— Excerpt —

++++++

Sketch2Pix @ CDRF

Machine-Augmented Architectural Sketching

Kyle Steinfeld for CDRF, June 2020

Abstract

Presented here is a technical account of the development of an augmented architectural drawing tool Sketch2Pix: an interactive application that supports architectural sketching augmented by automated image-to-image translation processes (Isola, 2016). In this paper, we account not only for the "front-end" experience of this tool, but also detail our approach to offering novice designers access to the "full stack" of processes and technologies required to craft and interact with their own augmented drawing assistant. This workflow includes: the establishment of a training data set; the training and validation of a neural network model; the deploying of this model in a graphic sketching environment; and the configuration of the sketching environment to facilitate a "conversation" with an AI partner. Our approach is novel both in the technical barriers it removes, and in the facilitation of access for creative design practitioners who may not be well-versed in the underlying technologies. The accessibility of our approach is demonstrated by a case study in the Spring of 2020. At this time, a group of novice undergraduate students of design at UC Berkeley adopted Sketch2Pix to produce a series of image-to-image translation models, or "brushes", each trained on a designer's own data, and for a designer's own use in sketching architectural forms. By empowering creative practitioners to more easily shape the configuration of machine-augmented tools, this project seeks to serve as a harbinger of novel modalities of authorship that we might expect in this still-emerging paradigm of computer-assisted design.

++++++

— Raw records —
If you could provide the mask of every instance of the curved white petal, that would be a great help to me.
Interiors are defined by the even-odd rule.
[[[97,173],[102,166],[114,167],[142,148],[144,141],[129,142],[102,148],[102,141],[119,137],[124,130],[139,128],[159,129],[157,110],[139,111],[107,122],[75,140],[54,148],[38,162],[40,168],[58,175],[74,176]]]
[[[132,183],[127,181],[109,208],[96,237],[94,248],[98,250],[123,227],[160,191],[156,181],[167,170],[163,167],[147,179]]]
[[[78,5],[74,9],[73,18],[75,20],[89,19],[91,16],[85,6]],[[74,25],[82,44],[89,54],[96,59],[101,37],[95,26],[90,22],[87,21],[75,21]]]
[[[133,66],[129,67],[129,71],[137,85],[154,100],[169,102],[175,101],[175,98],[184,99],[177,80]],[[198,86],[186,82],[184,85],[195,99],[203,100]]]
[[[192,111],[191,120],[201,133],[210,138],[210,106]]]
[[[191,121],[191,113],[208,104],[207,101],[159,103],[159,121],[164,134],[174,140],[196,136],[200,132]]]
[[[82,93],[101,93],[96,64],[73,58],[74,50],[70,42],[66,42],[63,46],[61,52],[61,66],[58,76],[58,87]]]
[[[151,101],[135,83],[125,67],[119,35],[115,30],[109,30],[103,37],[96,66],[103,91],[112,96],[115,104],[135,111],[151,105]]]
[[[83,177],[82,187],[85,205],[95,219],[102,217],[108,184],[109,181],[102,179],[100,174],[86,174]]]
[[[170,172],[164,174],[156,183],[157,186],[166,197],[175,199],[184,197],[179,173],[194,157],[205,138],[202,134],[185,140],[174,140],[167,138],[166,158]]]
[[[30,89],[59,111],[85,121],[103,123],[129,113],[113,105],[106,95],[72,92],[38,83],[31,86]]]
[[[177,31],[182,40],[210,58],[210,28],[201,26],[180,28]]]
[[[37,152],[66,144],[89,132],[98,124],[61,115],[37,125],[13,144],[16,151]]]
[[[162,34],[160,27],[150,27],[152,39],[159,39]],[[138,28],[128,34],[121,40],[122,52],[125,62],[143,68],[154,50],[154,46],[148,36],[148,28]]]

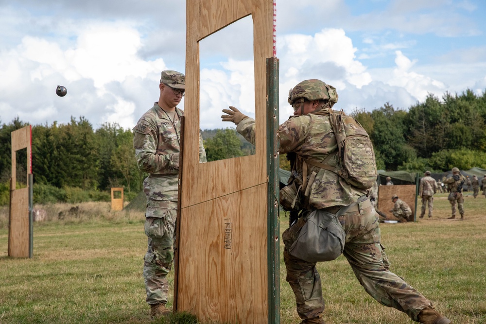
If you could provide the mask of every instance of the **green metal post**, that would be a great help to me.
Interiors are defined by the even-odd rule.
[[[278,222],[278,59],[267,59],[267,254],[268,323],[280,323],[280,226]]]
[[[29,257],[34,255],[34,175],[27,175],[29,182]]]
[[[420,181],[418,172],[415,174],[415,211],[414,212],[414,222],[417,221],[417,202],[418,200],[418,183]]]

++++++

— Task set —
- 1) Answer each of these from the abstract:
(a) Who adopted Sketch2Pix in the case study?
(b) What else does the abstract call the image-to-image translation models?
(c) What is the last step of the workflow listed in the abstract?
- 2) According to the abstract, what does the Spring 2020 case study show, and what happened in it that shows this?
- 3) Decide whether each statement agrees with the abstract. Answer yes or no, and quote the words that decide it.
(a) The paper covers only the front-end experience of the tool.
(b) Each brush was trained on a designer's own data.
(c) The case study took place in the Spring of 2019.

— Responses per task —
- 1)
(a) A group of novice undergraduate students of design at UC Berkeley.
(b) "Brushes."
(c) Configuring the sketching environment to facilitate a "conversation" with an AI partner.

- 2) The case study demonstrates the accessibility of the approach. In it, novice undergraduate design students at UC Berkeley used Sketch2Pix to produce their own image-to-image translation models, or "brushes," each trained on a designer's own data for that designer's own use in sketching architectural forms.

- 3)
(a) No: "we account not only for the "front-end" experience of this tool, but also detail our approach to offering novice designers access to the "full stack" of processes and technologies"
(b) Yes: "each trained on a designer's own data"
(c) No: "a case study in the Spring of 2020"